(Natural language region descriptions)
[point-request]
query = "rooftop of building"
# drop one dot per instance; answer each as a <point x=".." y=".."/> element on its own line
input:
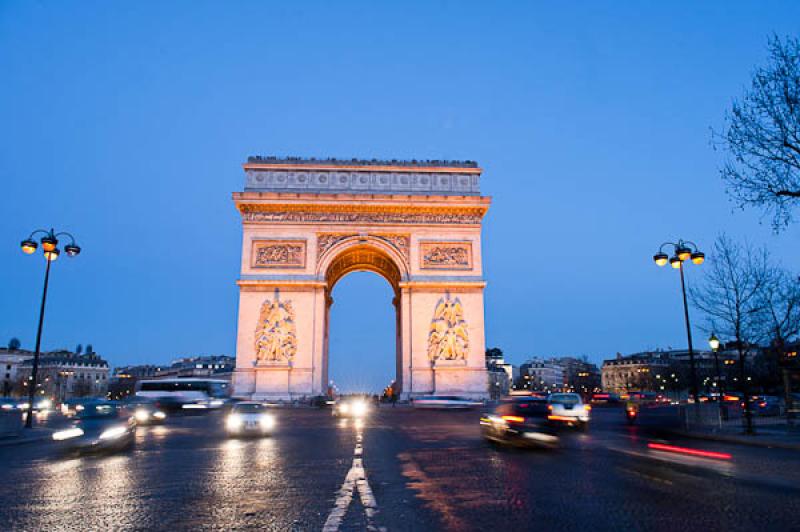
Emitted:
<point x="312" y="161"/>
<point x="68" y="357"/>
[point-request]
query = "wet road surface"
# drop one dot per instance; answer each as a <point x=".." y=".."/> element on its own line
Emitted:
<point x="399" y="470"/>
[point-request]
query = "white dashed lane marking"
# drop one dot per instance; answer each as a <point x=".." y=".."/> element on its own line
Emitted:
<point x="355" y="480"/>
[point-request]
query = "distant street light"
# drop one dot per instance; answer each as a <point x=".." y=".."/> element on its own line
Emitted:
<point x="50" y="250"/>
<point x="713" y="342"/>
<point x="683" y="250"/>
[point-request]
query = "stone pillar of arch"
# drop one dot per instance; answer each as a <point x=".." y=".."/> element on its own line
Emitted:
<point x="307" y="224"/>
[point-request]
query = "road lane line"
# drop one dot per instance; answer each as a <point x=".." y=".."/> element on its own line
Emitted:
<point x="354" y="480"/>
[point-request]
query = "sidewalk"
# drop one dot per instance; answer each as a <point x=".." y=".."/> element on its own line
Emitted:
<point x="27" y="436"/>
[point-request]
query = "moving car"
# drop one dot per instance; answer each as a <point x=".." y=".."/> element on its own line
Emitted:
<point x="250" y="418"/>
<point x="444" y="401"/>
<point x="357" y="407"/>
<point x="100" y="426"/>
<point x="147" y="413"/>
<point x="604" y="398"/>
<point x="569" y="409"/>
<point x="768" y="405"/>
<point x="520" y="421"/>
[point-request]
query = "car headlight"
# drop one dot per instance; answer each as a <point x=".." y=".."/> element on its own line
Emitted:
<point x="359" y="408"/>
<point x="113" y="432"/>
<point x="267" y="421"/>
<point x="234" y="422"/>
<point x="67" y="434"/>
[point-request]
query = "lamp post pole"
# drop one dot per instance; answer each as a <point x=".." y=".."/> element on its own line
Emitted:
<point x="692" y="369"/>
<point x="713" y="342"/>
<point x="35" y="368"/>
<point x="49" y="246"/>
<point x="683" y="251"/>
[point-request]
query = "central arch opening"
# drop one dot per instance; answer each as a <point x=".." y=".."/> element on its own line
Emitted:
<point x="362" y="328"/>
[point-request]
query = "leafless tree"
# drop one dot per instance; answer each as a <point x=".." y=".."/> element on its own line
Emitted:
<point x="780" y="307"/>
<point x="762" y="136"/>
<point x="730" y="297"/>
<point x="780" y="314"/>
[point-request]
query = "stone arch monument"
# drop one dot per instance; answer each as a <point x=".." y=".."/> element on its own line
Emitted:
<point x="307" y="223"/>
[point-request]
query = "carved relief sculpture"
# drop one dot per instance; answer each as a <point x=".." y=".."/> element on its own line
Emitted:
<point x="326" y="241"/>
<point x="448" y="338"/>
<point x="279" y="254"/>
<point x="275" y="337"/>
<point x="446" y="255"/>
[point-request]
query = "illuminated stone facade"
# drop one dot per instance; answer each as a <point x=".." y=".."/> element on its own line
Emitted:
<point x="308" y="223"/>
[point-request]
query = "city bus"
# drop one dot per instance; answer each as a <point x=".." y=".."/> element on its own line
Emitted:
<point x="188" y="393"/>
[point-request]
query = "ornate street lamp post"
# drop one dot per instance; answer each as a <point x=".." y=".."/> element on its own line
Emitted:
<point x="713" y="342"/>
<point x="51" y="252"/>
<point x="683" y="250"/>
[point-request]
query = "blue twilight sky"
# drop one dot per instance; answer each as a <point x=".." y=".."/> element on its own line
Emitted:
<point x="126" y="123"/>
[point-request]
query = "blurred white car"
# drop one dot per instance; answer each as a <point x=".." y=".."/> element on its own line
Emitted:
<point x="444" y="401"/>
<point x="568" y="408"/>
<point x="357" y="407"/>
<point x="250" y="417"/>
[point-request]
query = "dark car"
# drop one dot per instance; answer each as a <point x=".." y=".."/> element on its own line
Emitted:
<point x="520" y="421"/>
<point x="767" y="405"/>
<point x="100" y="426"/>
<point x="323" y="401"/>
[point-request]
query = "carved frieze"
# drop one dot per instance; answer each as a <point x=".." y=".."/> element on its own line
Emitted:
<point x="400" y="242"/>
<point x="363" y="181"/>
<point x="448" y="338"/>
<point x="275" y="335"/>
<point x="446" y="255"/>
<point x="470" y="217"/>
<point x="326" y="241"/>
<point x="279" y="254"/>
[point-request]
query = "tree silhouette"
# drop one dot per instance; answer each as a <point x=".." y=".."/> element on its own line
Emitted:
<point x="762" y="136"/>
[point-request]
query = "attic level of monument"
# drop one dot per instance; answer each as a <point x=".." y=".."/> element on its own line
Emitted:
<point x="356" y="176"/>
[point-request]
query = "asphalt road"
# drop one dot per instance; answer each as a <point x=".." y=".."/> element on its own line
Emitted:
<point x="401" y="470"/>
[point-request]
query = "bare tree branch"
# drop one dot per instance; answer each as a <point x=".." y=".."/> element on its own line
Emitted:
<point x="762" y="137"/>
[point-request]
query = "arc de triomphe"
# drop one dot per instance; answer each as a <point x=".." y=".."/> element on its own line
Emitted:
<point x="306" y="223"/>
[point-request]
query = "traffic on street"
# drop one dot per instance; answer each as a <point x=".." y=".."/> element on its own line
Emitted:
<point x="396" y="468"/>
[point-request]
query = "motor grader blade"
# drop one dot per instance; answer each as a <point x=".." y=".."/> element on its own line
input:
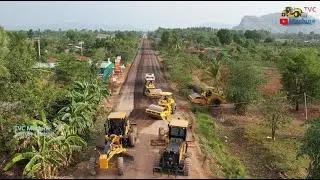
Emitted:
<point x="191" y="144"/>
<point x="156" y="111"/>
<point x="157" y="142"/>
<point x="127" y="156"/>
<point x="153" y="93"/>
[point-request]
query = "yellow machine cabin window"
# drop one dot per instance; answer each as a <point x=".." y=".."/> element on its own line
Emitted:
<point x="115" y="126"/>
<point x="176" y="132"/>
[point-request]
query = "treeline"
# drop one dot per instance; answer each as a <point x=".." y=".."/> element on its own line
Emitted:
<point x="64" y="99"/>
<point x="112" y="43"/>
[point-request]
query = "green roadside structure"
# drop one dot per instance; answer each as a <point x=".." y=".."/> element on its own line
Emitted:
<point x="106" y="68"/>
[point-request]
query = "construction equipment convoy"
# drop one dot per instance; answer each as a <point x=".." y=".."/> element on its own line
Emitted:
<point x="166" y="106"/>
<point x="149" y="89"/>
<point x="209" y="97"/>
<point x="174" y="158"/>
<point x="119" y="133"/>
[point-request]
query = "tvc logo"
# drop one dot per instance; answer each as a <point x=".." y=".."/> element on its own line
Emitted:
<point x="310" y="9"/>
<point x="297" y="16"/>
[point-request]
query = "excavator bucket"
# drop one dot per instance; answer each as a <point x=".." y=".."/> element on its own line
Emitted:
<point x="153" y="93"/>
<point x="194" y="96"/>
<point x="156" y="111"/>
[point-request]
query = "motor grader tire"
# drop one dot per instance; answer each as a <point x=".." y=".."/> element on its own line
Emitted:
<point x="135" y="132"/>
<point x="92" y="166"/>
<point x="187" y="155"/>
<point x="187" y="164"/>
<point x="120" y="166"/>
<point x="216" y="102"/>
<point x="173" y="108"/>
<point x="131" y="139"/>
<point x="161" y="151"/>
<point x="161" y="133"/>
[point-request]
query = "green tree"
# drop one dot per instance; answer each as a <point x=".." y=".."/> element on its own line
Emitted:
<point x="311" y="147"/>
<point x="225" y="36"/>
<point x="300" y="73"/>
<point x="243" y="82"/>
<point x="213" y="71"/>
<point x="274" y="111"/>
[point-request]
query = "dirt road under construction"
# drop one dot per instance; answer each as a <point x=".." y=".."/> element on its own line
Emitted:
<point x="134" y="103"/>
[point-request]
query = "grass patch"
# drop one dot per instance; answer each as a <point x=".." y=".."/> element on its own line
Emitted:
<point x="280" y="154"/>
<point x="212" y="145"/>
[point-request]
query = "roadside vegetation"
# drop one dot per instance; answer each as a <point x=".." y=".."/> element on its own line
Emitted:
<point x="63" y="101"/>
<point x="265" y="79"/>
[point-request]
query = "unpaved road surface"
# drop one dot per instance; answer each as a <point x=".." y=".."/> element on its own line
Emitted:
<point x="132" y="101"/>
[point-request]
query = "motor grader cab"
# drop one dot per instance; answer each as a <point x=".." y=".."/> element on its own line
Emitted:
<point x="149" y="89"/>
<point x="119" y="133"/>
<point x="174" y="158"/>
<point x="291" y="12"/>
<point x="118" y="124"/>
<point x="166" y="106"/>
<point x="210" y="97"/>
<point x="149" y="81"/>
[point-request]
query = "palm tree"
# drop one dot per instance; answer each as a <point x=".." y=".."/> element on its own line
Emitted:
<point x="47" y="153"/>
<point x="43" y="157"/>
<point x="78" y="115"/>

**Task requirements:** Read through the entries above, and wherever a line holds the string "lane", copy it.

**Solution to the problem:**
query = "white dashed lane marking"
query = "road lane line"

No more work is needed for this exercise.